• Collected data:
------------------------------------------------------------------------

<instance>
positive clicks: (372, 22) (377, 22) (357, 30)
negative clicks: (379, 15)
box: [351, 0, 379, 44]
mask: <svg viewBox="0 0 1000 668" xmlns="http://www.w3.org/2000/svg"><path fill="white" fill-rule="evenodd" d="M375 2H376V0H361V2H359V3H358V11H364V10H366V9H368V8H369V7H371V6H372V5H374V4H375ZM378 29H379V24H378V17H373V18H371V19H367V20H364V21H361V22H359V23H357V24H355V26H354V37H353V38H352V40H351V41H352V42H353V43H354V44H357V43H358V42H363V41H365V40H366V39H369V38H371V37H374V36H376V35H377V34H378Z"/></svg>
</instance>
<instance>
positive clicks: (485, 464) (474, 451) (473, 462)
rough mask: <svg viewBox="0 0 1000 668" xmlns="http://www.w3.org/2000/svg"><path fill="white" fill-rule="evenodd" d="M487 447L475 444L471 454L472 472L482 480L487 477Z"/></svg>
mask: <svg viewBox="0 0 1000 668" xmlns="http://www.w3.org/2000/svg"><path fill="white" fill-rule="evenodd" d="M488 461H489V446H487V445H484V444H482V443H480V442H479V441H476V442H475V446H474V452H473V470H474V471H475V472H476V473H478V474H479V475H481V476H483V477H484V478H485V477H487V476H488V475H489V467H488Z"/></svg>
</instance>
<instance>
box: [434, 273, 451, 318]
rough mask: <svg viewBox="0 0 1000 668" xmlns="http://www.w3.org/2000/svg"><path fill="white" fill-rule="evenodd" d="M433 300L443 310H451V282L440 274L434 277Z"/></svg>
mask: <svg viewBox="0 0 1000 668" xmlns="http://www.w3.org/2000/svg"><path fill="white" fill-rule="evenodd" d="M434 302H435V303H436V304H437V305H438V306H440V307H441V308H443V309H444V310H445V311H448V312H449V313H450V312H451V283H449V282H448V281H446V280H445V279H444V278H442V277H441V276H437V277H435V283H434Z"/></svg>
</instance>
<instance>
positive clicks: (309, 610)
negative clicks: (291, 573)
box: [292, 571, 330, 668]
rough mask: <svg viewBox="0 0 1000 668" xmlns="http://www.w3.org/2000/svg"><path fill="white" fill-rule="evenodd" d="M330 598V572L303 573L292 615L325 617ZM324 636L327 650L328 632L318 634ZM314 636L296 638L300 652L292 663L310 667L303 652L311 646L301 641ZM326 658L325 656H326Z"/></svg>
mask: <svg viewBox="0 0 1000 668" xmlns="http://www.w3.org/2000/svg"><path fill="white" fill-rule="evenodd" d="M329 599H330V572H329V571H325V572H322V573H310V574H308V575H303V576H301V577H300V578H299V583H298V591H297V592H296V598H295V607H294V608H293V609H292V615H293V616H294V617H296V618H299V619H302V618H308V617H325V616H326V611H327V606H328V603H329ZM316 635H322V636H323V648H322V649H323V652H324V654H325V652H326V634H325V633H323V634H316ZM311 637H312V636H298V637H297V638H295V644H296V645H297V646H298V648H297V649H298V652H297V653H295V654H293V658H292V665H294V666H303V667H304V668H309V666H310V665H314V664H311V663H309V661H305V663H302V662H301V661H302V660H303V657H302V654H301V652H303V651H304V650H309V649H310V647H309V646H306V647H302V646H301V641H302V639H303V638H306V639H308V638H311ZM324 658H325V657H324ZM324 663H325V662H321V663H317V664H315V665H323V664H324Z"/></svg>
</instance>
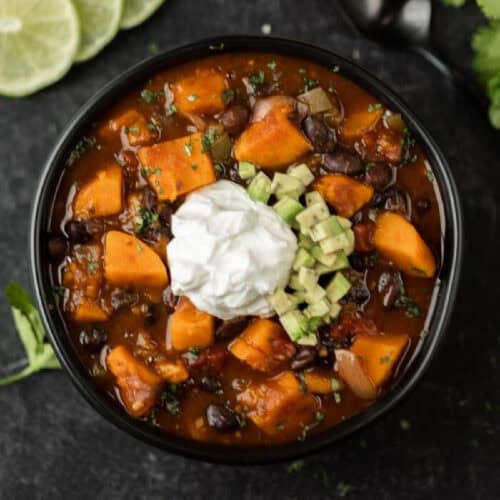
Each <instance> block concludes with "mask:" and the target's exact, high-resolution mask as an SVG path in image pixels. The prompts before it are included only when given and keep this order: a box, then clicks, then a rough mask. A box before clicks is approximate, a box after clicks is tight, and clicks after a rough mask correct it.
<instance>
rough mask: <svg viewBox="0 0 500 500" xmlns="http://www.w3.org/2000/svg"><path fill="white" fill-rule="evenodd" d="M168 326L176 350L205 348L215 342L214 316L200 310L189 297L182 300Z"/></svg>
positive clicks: (208, 346) (181, 299)
mask: <svg viewBox="0 0 500 500" xmlns="http://www.w3.org/2000/svg"><path fill="white" fill-rule="evenodd" d="M168 326H169V332H170V340H171V342H172V346H173V348H174V349H175V350H176V351H180V352H183V351H188V350H189V349H191V348H193V347H199V348H202V349H203V348H205V347H209V346H211V345H212V344H213V343H214V342H215V320H214V317H213V316H212V315H210V314H208V313H206V312H203V311H200V310H198V309H197V308H196V307H195V306H194V305H193V304H192V302H191V301H190V300H189V299H188V298H187V297H183V298H182V299H181V300H180V302H179V304H178V305H177V308H176V309H175V312H174V314H172V316H171V317H170V321H169V325H168Z"/></svg>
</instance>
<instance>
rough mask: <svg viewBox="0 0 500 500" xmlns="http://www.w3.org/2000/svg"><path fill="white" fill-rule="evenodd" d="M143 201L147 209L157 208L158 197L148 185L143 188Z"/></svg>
mask: <svg viewBox="0 0 500 500" xmlns="http://www.w3.org/2000/svg"><path fill="white" fill-rule="evenodd" d="M143 202H144V207H145V208H147V209H148V210H153V211H156V209H157V208H158V197H157V196H156V193H155V192H154V191H153V190H152V189H151V188H150V187H147V188H145V189H144V198H143Z"/></svg>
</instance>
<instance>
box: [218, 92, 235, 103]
mask: <svg viewBox="0 0 500 500" xmlns="http://www.w3.org/2000/svg"><path fill="white" fill-rule="evenodd" d="M221 99H222V100H223V101H224V102H225V103H226V104H228V103H230V102H231V101H233V100H234V90H233V89H224V90H223V91H222V93H221Z"/></svg>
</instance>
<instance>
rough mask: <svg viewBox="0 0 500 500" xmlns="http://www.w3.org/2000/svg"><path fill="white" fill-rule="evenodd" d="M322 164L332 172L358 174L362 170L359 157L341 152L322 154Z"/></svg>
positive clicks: (347, 153)
mask: <svg viewBox="0 0 500 500" xmlns="http://www.w3.org/2000/svg"><path fill="white" fill-rule="evenodd" d="M322 166H323V168H324V169H325V170H328V172H332V173H334V174H345V175H358V174H360V173H361V172H363V170H364V169H363V164H362V163H361V159H360V158H359V157H357V156H355V155H352V154H349V153H343V152H337V153H330V154H327V155H324V156H323V159H322Z"/></svg>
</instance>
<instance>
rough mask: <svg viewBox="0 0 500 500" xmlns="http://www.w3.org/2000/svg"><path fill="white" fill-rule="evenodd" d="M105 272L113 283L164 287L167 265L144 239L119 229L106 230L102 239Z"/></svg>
mask: <svg viewBox="0 0 500 500" xmlns="http://www.w3.org/2000/svg"><path fill="white" fill-rule="evenodd" d="M104 276H105V278H106V280H107V281H108V282H109V283H111V284H112V285H115V286H125V287H126V286H132V287H134V286H135V287H137V288H163V287H165V286H166V285H167V283H168V275H167V269H166V268H165V264H163V262H162V260H161V258H160V257H159V256H158V254H157V253H156V252H155V251H154V250H152V249H151V248H149V246H148V245H146V244H145V243H144V242H142V241H141V240H139V239H138V238H136V237H135V236H132V235H130V234H126V233H122V232H121V231H109V232H107V233H106V235H105V240H104Z"/></svg>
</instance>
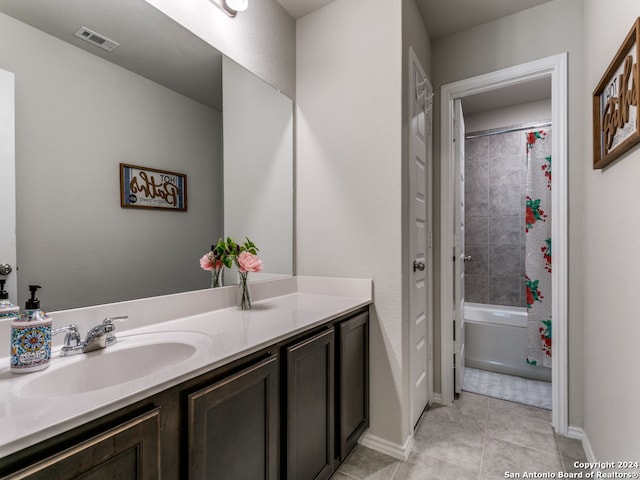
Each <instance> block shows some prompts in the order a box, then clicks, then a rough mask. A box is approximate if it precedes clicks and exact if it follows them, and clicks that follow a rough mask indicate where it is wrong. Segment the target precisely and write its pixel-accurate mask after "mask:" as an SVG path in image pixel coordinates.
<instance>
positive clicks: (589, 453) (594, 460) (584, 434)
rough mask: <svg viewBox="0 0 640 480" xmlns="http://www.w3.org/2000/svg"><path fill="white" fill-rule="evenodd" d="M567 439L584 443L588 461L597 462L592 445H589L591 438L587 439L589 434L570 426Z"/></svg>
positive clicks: (583, 430) (588, 461)
mask: <svg viewBox="0 0 640 480" xmlns="http://www.w3.org/2000/svg"><path fill="white" fill-rule="evenodd" d="M567 437H569V438H575V439H576V440H580V441H581V442H582V449H583V450H584V454H585V455H586V456H587V461H588V462H590V463H596V462H597V460H596V455H595V454H594V453H593V448H591V444H590V443H589V437H587V432H585V431H584V430H583V429H581V428H580V427H572V426H569V429H568V431H567Z"/></svg>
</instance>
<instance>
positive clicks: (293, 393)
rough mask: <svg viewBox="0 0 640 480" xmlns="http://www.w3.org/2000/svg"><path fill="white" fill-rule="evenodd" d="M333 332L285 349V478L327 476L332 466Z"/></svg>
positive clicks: (333, 389)
mask: <svg viewBox="0 0 640 480" xmlns="http://www.w3.org/2000/svg"><path fill="white" fill-rule="evenodd" d="M333 345H334V332H333V329H331V330H326V331H324V332H322V333H320V334H318V335H316V336H314V337H311V338H310V339H308V340H305V341H302V342H300V343H297V344H294V345H292V346H290V347H288V348H287V349H286V351H287V354H286V355H287V397H288V398H287V407H286V409H287V479H289V480H321V479H327V478H329V477H330V476H331V474H332V473H333V468H334V462H335V460H334V436H335V426H334V425H335V424H334V418H335V417H334V402H335V397H334V347H333Z"/></svg>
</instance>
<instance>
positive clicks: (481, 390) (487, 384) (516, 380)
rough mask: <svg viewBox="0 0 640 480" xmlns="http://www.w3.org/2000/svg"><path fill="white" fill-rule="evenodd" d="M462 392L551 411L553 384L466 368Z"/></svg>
mask: <svg viewBox="0 0 640 480" xmlns="http://www.w3.org/2000/svg"><path fill="white" fill-rule="evenodd" d="M462 390H464V391H465V392H470V393H477V394H480V395H485V396H487V397H493V398H499V399H501V400H508V401H510V402H516V403H522V404H524V405H531V406H533V407H538V408H545V409H547V410H551V405H552V404H551V383H549V382H542V381H539V380H530V379H528V378H522V377H515V376H513V375H505V374H503V373H495V372H488V371H485V370H478V369H475V368H465V369H464V378H463V379H462Z"/></svg>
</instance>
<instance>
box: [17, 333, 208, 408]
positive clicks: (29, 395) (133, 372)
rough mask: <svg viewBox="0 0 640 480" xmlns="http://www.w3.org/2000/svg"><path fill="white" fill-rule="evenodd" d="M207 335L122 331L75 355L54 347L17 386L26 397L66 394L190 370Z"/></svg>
mask: <svg viewBox="0 0 640 480" xmlns="http://www.w3.org/2000/svg"><path fill="white" fill-rule="evenodd" d="M210 344H211V340H210V338H209V337H208V336H207V335H204V334H200V333H196V332H158V333H146V334H137V335H129V336H127V335H126V334H123V335H122V336H118V343H116V344H115V345H112V346H110V347H107V348H105V349H102V350H96V351H94V352H89V353H85V354H78V355H74V356H71V357H64V358H62V357H59V356H58V355H57V352H55V351H54V354H53V358H52V360H51V366H50V367H49V368H47V369H46V370H43V371H42V372H38V373H33V374H30V375H29V376H28V377H27V378H25V380H24V381H21V382H19V383H20V385H19V386H17V388H16V389H15V393H16V395H18V396H19V397H23V398H40V399H46V398H48V397H49V398H50V397H66V396H74V395H79V394H83V393H88V392H95V391H99V390H102V389H105V388H110V387H114V386H118V385H122V384H125V383H128V382H135V381H137V382H139V383H141V384H142V383H143V382H144V379H145V377H150V376H154V375H164V376H167V377H168V376H170V375H172V374H180V373H186V371H188V368H186V367H188V364H189V363H190V360H192V359H193V358H194V357H195V356H196V354H197V352H198V350H199V349H203V348H207V347H208V346H210Z"/></svg>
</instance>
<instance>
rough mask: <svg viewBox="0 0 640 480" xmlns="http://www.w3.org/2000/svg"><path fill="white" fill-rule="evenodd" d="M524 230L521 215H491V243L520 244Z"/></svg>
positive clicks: (490, 233)
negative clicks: (521, 233) (500, 216)
mask: <svg viewBox="0 0 640 480" xmlns="http://www.w3.org/2000/svg"><path fill="white" fill-rule="evenodd" d="M522 231H524V226H523V225H522V223H521V222H520V215H517V216H512V217H489V245H520V242H521V238H520V237H521V235H522V234H521V232H522Z"/></svg>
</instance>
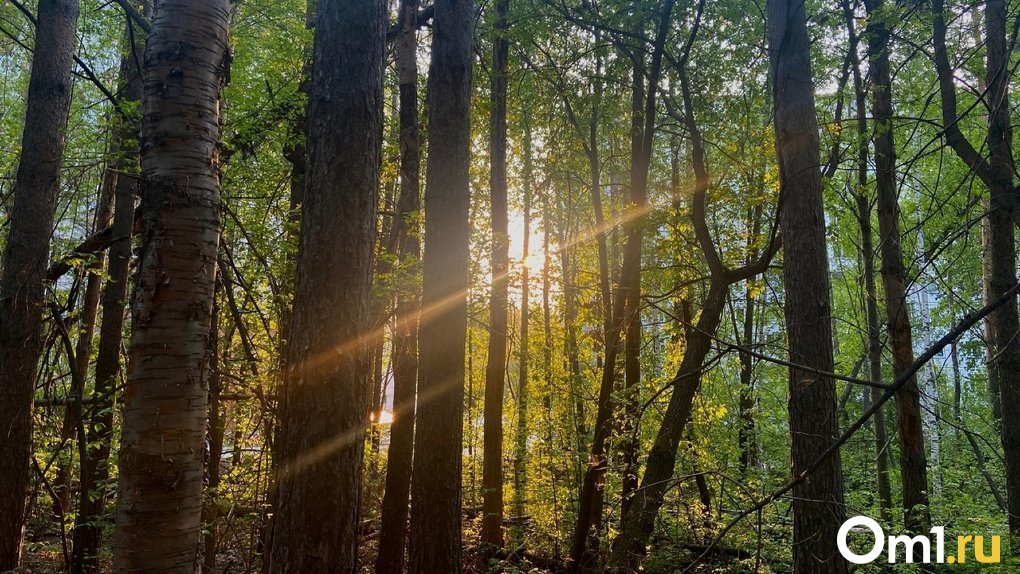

------------------------------------------------------------------------

• Your goal: Every line in the data that holds the string "Each" should be returned.

• Solution for this task:
Each <instance> block concludes with "mask:" and the target's exact, high-resolution mask as an SVG path in image pixels. The prompts before it are included only when given and keep this order: a box, then clicks, then a rough mask. A box before clicks is approximate, a box after clicks is tight, and clicks after a rough mask correct it.
Each <instance> block shows some prompts in the order a box, then clicks, then a rough mask. A box is approximate if it precedes clicks and exact if it follows them, and clicks that follow a rough mask indicate where it is wrong. Segment the target precisely and write its pixel-accurate mask after "mask:" as an SVG path in image pixel coordinates.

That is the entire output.